[Coordinate annotation entries]
--- begin ---

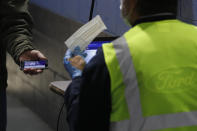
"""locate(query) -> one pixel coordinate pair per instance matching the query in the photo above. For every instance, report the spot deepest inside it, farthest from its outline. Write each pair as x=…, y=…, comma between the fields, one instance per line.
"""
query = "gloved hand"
x=74, y=62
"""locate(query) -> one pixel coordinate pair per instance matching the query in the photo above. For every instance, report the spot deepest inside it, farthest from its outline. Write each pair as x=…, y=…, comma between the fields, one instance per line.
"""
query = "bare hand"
x=32, y=55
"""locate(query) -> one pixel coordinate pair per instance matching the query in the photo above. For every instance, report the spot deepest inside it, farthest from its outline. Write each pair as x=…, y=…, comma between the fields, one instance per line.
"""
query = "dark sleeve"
x=16, y=27
x=88, y=98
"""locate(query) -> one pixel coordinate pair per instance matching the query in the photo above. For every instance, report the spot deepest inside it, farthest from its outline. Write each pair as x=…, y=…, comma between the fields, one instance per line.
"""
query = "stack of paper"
x=86, y=34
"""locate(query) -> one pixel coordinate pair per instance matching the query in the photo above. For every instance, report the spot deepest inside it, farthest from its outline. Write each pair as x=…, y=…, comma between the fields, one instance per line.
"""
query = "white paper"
x=86, y=34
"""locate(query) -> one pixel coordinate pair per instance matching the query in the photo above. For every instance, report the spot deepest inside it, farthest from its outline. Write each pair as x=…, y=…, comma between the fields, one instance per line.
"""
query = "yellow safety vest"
x=153, y=72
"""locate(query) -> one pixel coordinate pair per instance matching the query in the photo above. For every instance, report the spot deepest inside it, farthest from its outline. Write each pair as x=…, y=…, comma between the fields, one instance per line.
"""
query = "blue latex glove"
x=73, y=71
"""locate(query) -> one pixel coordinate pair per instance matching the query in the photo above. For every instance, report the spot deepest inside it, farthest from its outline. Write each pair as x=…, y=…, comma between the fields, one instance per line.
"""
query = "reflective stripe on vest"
x=137, y=122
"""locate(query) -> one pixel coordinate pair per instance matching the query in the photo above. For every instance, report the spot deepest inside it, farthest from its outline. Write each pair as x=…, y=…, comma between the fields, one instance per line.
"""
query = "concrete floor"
x=20, y=118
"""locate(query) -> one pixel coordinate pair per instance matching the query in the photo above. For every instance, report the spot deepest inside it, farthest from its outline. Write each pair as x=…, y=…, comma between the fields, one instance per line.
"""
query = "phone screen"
x=41, y=64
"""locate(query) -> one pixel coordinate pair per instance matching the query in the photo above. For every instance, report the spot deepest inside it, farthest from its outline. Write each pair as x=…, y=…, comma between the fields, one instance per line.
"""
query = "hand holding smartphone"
x=41, y=64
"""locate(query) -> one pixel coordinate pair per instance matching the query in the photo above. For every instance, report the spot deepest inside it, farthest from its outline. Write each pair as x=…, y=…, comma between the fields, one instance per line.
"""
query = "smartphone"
x=41, y=64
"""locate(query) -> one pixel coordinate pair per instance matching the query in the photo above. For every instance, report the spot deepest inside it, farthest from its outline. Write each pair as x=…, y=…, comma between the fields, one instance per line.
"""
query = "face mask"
x=124, y=17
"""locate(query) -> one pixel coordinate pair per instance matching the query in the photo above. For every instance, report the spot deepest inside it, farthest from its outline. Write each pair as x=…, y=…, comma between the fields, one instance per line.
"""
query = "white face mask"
x=125, y=19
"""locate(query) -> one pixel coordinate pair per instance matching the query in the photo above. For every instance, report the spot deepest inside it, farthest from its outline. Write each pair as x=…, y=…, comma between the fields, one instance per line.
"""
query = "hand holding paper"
x=74, y=62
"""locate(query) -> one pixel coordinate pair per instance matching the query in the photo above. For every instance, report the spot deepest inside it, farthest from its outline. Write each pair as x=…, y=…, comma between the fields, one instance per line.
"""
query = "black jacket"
x=15, y=33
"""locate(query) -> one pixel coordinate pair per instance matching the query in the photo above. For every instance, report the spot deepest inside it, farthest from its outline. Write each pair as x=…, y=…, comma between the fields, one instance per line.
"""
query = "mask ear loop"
x=130, y=13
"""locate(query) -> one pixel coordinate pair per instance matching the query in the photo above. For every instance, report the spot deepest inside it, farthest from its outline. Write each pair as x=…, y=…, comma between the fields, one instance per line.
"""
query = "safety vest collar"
x=155, y=17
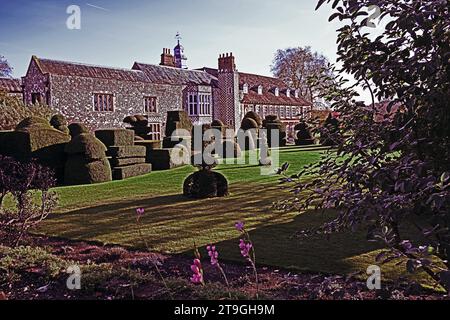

--- end ---

▸ INSTRUCTIONS FOR THE TASK: Copy each line of the records above that contains the word "white".

▸ OUTPUT OF THE EXERCISE:
query = "white paper"
query = "white face mask"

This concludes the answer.